**Extract provided**
▶

We cannot separate grace and nature; there is no 'pure nature” to which grace is added to produce the 'supernatural'. We believe in panentheism not pantheism, because the Essence of God is totally transcendent but His Energies are totally immanent. St Maximos speaks of the logos within each of us as a manifestation of the Logos/Word within us drawing us to the Logos. Does the universe similarly have a predetermined end, are there potentialities within it, what Augustine calls seeds, which develop towards that end? There are scientific ideas that relate to this, e.g. the Anthropic Cosmological Principle, the idea of Evolutionary Convergence and Evolutionary Psychology.
Is there a cosmic process through a series of goals following what Augustine called 'higher laws of nature' as evident in miracles. What is our natural state? Is the world sub-natural? Can we believe in the Fall? Death and pain pre-exist humans. Is 'Eden' a memory of the future? Were Creation and Fall simultaneous?
Fr Christopher has a book forthcoming, God and Science, which will unpack all what he said more fully and at less speed.
Building up the Church was the title of a panel presentation.
Anne-Marie Angus spoke of her experience as a cradle Orthodox. Supposed to learn by experience she found that being an Orthodox child involved a lot of hanging around and she did not feel welcome. Camp was a revelation of the Liturgy's beauty. Now the Redbourne community sings Vespers once a month in the playroom in her house (the toys are covered up). Fr Alexander celebrates the Liturgy on 25 December, so much better than the post Christmas, school term time, of 6January she remembers from childhood. Again she emphasised the Camp with its sense of community and belonging, which are vital for any church. How do we make people welcome? It is important to welcome children.

◀

**Questions**
**a)** Translate the sentence "Camp was a revelation of the Liturgy's beauty." from the passage on grace and nature into French.
**b)** From the passage on grace and nature, copy the stretch from "Is there a cosmic" through "and Fall simultaneous?".

**Source material**

▶

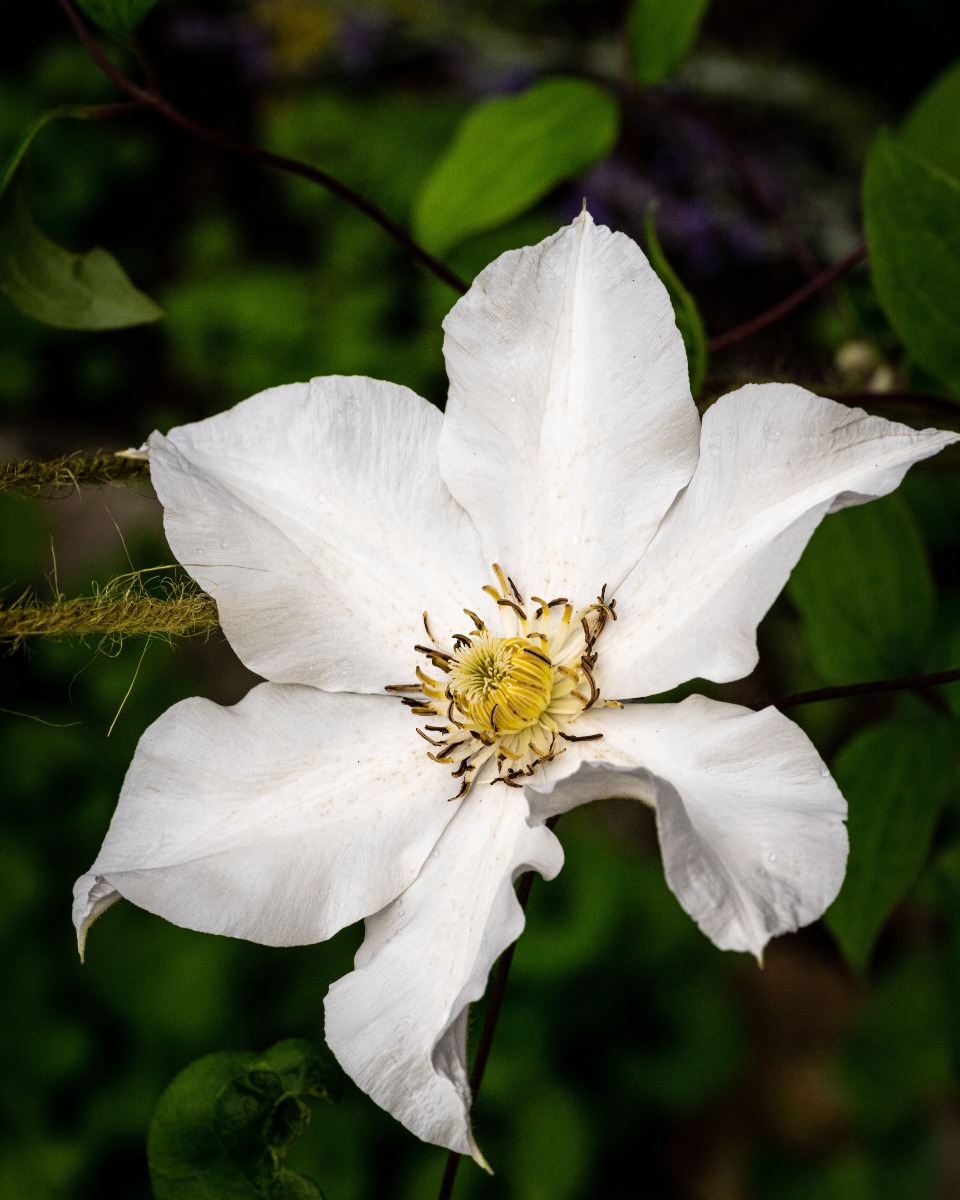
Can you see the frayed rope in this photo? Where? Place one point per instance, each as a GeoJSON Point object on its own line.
{"type": "Point", "coordinates": [71, 471]}
{"type": "Point", "coordinates": [115, 611]}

◀

**Task responses**
**a)** Le camp fut une révélation de la beauté de la Liturgie.

**b)**
Is there a cosmic process through a series of goals following what Augustine called 'higher laws of nature' as evident in miracles. What is our natural state? Is the world sub-natural? Can we believe in the Fall? Death and pain pre-exist humans. Is 'Eden' a memory of the future? Were Creation and Fall simultaneous?